● **RECORDED DATA**
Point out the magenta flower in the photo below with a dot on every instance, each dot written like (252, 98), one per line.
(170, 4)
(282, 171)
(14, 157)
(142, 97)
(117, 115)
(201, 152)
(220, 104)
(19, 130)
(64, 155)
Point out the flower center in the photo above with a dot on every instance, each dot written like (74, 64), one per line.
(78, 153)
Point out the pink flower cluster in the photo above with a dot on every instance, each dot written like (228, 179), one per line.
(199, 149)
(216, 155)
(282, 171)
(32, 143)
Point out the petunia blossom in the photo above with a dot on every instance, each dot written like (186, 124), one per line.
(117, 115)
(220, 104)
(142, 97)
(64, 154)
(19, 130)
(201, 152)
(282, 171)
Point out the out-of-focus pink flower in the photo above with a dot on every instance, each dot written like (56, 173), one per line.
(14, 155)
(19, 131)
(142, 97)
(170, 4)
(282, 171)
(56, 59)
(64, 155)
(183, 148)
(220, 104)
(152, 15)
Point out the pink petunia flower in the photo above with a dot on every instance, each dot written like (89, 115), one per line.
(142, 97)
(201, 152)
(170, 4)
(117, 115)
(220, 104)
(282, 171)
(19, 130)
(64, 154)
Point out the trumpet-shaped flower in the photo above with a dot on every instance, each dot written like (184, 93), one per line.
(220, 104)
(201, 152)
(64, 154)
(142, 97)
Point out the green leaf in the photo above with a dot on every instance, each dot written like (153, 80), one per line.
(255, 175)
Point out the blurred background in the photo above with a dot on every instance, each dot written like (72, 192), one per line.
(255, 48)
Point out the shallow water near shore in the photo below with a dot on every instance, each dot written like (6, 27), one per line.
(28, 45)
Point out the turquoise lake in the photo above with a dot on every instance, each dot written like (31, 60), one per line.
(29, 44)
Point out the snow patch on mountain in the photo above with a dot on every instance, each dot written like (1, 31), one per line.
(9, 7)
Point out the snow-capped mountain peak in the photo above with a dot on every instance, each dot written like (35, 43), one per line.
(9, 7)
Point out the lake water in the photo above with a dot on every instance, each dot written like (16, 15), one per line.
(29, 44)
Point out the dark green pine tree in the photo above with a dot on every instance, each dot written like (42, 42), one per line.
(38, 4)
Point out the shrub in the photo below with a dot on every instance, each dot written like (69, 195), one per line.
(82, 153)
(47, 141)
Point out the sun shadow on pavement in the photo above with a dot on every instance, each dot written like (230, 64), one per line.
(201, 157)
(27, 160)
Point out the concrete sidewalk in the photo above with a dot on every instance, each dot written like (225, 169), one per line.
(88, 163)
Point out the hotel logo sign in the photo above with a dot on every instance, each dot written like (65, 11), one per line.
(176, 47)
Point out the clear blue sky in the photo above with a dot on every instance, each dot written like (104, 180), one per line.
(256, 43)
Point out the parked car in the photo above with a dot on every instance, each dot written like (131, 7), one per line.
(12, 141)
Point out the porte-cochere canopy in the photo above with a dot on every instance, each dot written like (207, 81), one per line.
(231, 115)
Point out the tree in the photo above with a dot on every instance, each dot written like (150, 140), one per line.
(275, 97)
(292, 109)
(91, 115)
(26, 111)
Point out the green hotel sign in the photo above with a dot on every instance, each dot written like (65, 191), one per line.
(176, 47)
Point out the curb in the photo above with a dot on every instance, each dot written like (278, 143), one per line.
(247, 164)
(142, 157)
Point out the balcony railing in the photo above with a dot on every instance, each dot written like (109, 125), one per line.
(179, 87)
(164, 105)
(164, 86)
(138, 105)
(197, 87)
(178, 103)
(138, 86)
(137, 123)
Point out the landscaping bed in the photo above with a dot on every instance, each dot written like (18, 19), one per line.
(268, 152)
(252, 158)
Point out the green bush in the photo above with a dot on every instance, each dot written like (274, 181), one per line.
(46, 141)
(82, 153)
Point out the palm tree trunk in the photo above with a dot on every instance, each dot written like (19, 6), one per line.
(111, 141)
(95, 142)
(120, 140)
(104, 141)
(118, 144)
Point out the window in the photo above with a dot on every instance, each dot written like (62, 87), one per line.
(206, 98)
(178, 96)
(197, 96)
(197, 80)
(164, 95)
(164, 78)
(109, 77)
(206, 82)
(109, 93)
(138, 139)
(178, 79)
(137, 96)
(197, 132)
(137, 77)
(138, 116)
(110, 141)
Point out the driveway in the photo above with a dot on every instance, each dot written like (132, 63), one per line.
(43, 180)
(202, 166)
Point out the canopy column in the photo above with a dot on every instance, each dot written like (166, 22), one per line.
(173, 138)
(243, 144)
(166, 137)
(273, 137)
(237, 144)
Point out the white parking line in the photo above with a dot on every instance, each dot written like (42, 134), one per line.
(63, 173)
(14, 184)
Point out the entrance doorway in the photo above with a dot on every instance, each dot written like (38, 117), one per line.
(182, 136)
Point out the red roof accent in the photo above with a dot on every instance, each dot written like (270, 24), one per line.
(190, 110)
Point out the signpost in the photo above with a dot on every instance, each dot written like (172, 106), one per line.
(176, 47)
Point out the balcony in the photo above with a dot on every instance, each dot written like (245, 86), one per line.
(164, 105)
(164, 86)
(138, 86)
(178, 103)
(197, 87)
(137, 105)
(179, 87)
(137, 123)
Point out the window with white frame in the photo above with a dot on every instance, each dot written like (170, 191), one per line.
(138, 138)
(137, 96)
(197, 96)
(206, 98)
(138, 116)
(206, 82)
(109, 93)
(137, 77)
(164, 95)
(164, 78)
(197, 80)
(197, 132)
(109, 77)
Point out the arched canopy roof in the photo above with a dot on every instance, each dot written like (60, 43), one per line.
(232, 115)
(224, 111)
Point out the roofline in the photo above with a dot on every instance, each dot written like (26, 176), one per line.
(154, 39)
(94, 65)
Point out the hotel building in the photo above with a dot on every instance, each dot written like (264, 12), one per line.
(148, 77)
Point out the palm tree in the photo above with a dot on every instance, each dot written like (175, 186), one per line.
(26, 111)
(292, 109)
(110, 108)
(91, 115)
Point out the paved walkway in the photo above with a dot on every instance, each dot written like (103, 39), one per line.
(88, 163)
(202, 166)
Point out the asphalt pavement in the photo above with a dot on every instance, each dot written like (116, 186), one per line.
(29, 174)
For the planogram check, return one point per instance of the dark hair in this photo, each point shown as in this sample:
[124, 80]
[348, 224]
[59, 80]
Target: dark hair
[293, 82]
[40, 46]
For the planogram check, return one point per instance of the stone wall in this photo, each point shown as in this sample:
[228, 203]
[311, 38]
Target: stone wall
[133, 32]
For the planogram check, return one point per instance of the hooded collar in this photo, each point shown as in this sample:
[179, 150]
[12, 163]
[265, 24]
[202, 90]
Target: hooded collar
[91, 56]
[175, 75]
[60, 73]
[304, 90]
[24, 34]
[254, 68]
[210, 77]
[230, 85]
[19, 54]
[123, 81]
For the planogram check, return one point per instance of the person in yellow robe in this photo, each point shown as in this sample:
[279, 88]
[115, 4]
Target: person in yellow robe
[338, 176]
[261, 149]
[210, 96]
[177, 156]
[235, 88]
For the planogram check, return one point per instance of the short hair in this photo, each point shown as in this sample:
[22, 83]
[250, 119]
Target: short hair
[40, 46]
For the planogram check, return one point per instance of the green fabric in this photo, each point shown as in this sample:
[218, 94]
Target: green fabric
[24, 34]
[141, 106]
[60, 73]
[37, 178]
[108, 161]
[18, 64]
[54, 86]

● **WHAT IS EXPECTED**
Write out all the entries once more, exactly.

● **COMPLETED EXERCISE**
Point out the magenta flower in the photo below with a dot on every instance, each dot written like (252, 98), one per line.
(170, 4)
(282, 171)
(14, 157)
(142, 97)
(117, 115)
(201, 152)
(220, 104)
(19, 130)
(64, 155)
Point out the flower center in the photo above with a dot on every instance, each dot written like (74, 64), one per line.
(78, 153)
Point out the pink flower cluster in the photo above with a dot on every instance, each dot written like (228, 179), one per line.
(199, 149)
(216, 155)
(282, 171)
(32, 143)
Point out the petunia blossom in the photo above with a dot on every instance, each dot written like (186, 124), one per line.
(117, 115)
(220, 104)
(142, 97)
(64, 154)
(19, 130)
(201, 152)
(282, 171)
Point out the out-of-focus pink flower in the photo above with a dot on every instance, each dot written like (56, 173), one per line.
(14, 155)
(19, 131)
(142, 97)
(170, 4)
(282, 171)
(56, 59)
(64, 155)
(183, 148)
(220, 104)
(152, 15)
Point out the pink petunia flower in the photo above with a dot on every instance, each dot written like (89, 115), one per line.
(142, 97)
(201, 152)
(170, 4)
(117, 115)
(220, 104)
(282, 171)
(19, 130)
(64, 154)
Point out the trumpet-shaped flower in the photo above with a dot on every instance, each dot written like (184, 93), one per line.
(220, 104)
(201, 152)
(64, 154)
(142, 97)
Point out the green leaf in the photo above with a dot on every instance, each dot written like (153, 80), one per line.
(255, 175)
Point out the blurred background in the photo above with a dot on every instance, each dot written like (72, 192), one per line.
(255, 48)
Point out the shallow water near shore in the photo below with a dot on every instance, each dot written like (6, 27), one per line.
(28, 45)
Point out the turquoise lake in the photo above with a dot on every instance, each dot written like (31, 60), one per line.
(29, 44)
Point out the snow patch on mountain in the photo above with a dot on every instance, each dot written like (1, 31), one per line.
(9, 7)
Point out the snow-capped mountain peak in the photo above with a dot on every instance, each dot written like (35, 43), one per line.
(9, 7)
Point out the lake water in the photo above with a dot on every instance, each dot written like (16, 15), one per line.
(29, 44)
Point out the dark green pine tree in the photo above with a dot on every instance, each dot written like (42, 42), one per line.
(38, 4)
Point out the shrub in the photo below with a dot on every instance, each dot written like (69, 195), one per line.
(82, 153)
(47, 141)
Point out the sun shadow on pavement in the photo above with a dot on every instance, each dot written like (230, 64), one per line.
(201, 157)
(27, 160)
Point out the concrete sidewalk in the photo above with a dot on every instance, each dot written like (225, 169), one per line.
(88, 163)
Point out the hotel logo sign in the photo above with a dot on every instance, each dot written like (65, 11), one per line.
(176, 47)
Point out the clear blue sky in the photo above with a dot on every instance, each dot written like (104, 180), one per line.
(256, 43)
Point out the parked car in the photo above with a dot on every instance, each dot written like (131, 7), one per line.
(12, 141)
Point out the porte-cochere canopy in the photo above with a dot on every instance, each dot written like (207, 81), one per line.
(231, 115)
Point out the tree in the photo above with a dot on every instance, each dot written like (150, 140), one per line.
(275, 97)
(292, 109)
(91, 115)
(26, 111)
Point out the green hotel sign in the photo above with a dot on every instance, each dot written like (65, 191), one per line.
(176, 47)
Point out the curb in the photo above with a dot on every instance, each dot written like (278, 143), one per line.
(247, 164)
(142, 157)
Point out the balcony railing in the photo above with a dot on every instance, each dot written like (109, 125), one per line.
(179, 87)
(164, 105)
(164, 86)
(138, 105)
(197, 87)
(178, 103)
(138, 86)
(137, 123)
Point out the landscaping bed in the photo above with a dot on every instance, each dot written like (18, 19), one per line.
(268, 152)
(252, 158)
Point out the green bush in the photo above with a dot on every instance, each dot written like (274, 181), one per line.
(46, 141)
(82, 153)
Point out the palm tree trunk in the photo above with a dot on every instance, each dot written like (19, 6), one per line.
(111, 141)
(95, 142)
(120, 140)
(104, 141)
(118, 144)
Point out the window in the photo above with a dot on every instance, each dot written like (62, 87), one per line.
(206, 98)
(178, 96)
(197, 96)
(197, 80)
(164, 95)
(164, 78)
(109, 77)
(206, 82)
(109, 93)
(138, 139)
(178, 79)
(137, 96)
(197, 132)
(137, 77)
(138, 116)
(110, 141)
Point out the driveway in the photo above with a dot on every instance, each dot written like (132, 63), one per line.
(43, 180)
(202, 166)
Point out the canopy column in the photo above with a dot on every instance, each dot written like (166, 22), one per line.
(173, 138)
(243, 144)
(166, 137)
(273, 137)
(237, 144)
Point out the white parking line in the photo above with a dot on every instance, each dot written like (42, 134), one per line.
(63, 173)
(14, 184)
Point out the entrance doorway in the photo above with a dot on every instance, each dot written like (38, 117), one per line.
(182, 136)
Point out the red roof accent in the photo above with a dot on every instance, each dot written like (270, 24), one per line.
(190, 110)
Point out the signpost in the photo above with a dot on every instance, each dot written like (172, 106), one per line.
(176, 47)
Point out the balcony in the photo above with a dot on every instance, each dot written like (245, 86), one per line.
(164, 105)
(164, 86)
(138, 86)
(178, 103)
(197, 87)
(137, 105)
(179, 87)
(137, 123)
Point out the window with white frame in the photo above with a dot on every instance, each dot written like (170, 191), one per line.
(138, 138)
(137, 96)
(197, 96)
(206, 98)
(138, 116)
(206, 82)
(109, 93)
(137, 77)
(164, 95)
(164, 78)
(197, 80)
(197, 132)
(109, 77)
Point out the arched canopy roof in the photo above with a dot on every instance, each dot written like (60, 43), one per line.
(232, 115)
(224, 111)
Point out the roofline in the photo above with a dot on every instance, each dot written like (26, 176), one per line.
(154, 39)
(94, 65)
Point out the hotel building in the photo above with a dot on every instance, each dot written like (264, 12), one per line.
(148, 77)
Point out the palm tree in the photo above with a dot on every instance, each dot written like (175, 186), one per line.
(26, 111)
(292, 109)
(110, 108)
(91, 115)
Point out the paved walkway in the photo above with a dot on every instance, each dot written like (103, 39), one per line.
(88, 163)
(202, 166)
Point out the asphalt pavement in the photo above with a dot on every instance, each dot written like (116, 186), one per line.
(29, 174)
For the planogram check, return one point per instance of the dark hair in this photo, each point shown as in this sample:
[124, 80]
[348, 224]
[59, 80]
Target: dark hair
[293, 82]
[40, 46]
For the planogram check, return one point per instance of the stone wall in this photo, each point shown as in this sample:
[228, 203]
[311, 38]
Target: stone wall
[133, 32]
For the planogram check, return one point per instance of the hooded collar in this photo, each point shown as in this sample:
[179, 150]
[12, 163]
[265, 24]
[202, 90]
Target: hooded collar
[91, 56]
[175, 75]
[60, 73]
[304, 90]
[24, 34]
[254, 68]
[210, 77]
[230, 85]
[19, 54]
[123, 81]
For the planogram check, return one point per instance of the person in yellow robe in this photo, each point shown as in this sample:
[279, 88]
[115, 4]
Target: person in yellow robe
[338, 176]
[261, 149]
[210, 96]
[177, 156]
[235, 88]
For the planogram check, return one point per instance of the short hair in this photo, each point shown as in this sample:
[22, 83]
[250, 119]
Target: short hair
[40, 46]
For the planogram check, return one point per instance of the green fabric in this photo, each point shown as in this sample:
[218, 94]
Target: green fabric
[24, 34]
[141, 106]
[60, 73]
[37, 178]
[108, 161]
[18, 64]
[54, 86]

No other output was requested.